WRITTEN INSTRUCTION -> Copy all of the lines below verbatim, but leave out the pictures.

(Entries taken from a collection)
::::

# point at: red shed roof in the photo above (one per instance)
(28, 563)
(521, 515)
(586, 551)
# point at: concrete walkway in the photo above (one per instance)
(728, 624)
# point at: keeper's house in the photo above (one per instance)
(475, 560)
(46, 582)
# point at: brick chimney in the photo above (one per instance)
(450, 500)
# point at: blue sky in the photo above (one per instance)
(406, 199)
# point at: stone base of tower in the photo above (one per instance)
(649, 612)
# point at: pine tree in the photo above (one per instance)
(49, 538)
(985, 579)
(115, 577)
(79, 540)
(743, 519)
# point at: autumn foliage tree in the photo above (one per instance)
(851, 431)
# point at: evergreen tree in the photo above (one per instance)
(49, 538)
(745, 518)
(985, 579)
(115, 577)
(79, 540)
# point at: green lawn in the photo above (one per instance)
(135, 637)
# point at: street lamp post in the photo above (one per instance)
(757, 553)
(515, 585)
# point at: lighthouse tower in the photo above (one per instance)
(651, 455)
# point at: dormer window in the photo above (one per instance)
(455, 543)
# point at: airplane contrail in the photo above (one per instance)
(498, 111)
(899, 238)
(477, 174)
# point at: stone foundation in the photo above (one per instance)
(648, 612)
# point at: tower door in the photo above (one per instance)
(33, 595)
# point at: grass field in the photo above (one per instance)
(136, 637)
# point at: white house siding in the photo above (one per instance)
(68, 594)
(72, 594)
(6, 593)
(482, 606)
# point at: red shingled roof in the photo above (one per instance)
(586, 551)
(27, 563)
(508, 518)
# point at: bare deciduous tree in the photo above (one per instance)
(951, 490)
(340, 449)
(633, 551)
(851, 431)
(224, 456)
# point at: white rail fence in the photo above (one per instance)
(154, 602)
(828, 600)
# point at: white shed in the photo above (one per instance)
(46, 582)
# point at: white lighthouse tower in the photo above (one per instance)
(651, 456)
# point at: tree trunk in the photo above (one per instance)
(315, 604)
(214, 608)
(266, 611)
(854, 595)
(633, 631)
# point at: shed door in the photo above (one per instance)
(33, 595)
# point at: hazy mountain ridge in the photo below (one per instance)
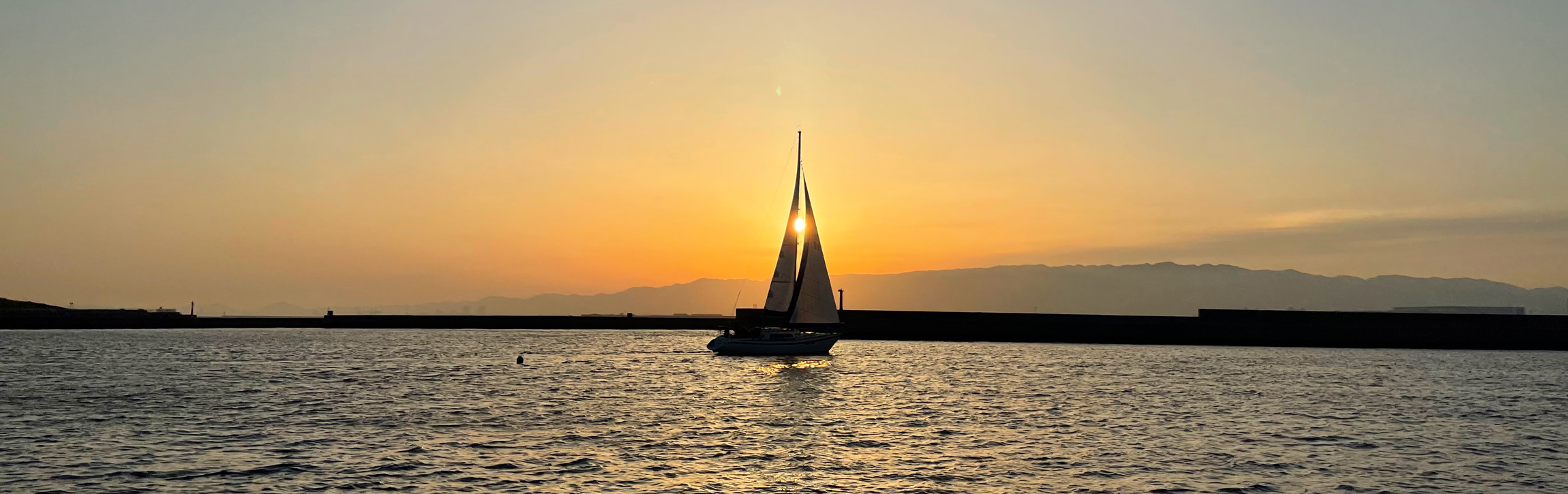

::::

SOLUTION FOR THIS TASK ->
# point at: red shed roof in the photo above (one per instance)
(28, 563)
(521, 515)
(586, 551)
# point at: concrete walkway in the photo above (one per instance)
(728, 624)
# point at: keeper's house in the photo above (one per instance)
(475, 560)
(46, 582)
# point at: brick chimney in the photo above (one per instance)
(450, 500)
# point at: blue sky in the photo above (one per instance)
(406, 199)
# point at: stone base of tower in the photo above (one per instance)
(649, 612)
# point at: pine tree in the photo above (one per instance)
(49, 538)
(985, 579)
(115, 577)
(79, 540)
(743, 519)
# point at: autumn foliage tree in the photo above (one per instance)
(851, 431)
# point at: evergreen tree in the photo above (one per instance)
(49, 538)
(745, 518)
(985, 579)
(115, 577)
(79, 540)
# point at: green lawn in the photo above (one per instance)
(135, 637)
# point at: street lamp post in the photo above (one per instance)
(757, 553)
(515, 585)
# point at: lighthouse tower in the photo above (one per instance)
(651, 455)
# point at: dormer window in the photo above (one per instance)
(455, 543)
# point at: airplane contrail in the photo above (one per instance)
(498, 111)
(899, 238)
(477, 174)
# point at: stone foundation in the photo above (one per instance)
(648, 612)
# point at: tower door in the photo above (one per instance)
(33, 595)
# point at: grass field in the photo above (one per instance)
(136, 637)
# point at: white house siding in the photo above (one per instance)
(68, 594)
(72, 594)
(6, 593)
(482, 606)
# point at: red shingled roof in the photo above (one per instance)
(586, 551)
(27, 563)
(508, 518)
# point at: bare deciduous tree in the photo above (one per instance)
(951, 490)
(340, 449)
(633, 551)
(851, 431)
(224, 456)
# point at: white rail fence in the photo above (one per instance)
(154, 602)
(828, 600)
# point at: white shed in the photo above (one per instance)
(46, 582)
# point at: white lighthouse tower in the photo above (one per instance)
(651, 456)
# point at: tree trunk in the photo above (one per instance)
(315, 604)
(214, 608)
(266, 611)
(854, 595)
(633, 631)
# point at: shed door in the photo above (one per instance)
(33, 595)
# point at: hazy mountain ridge in the photo below (one per instance)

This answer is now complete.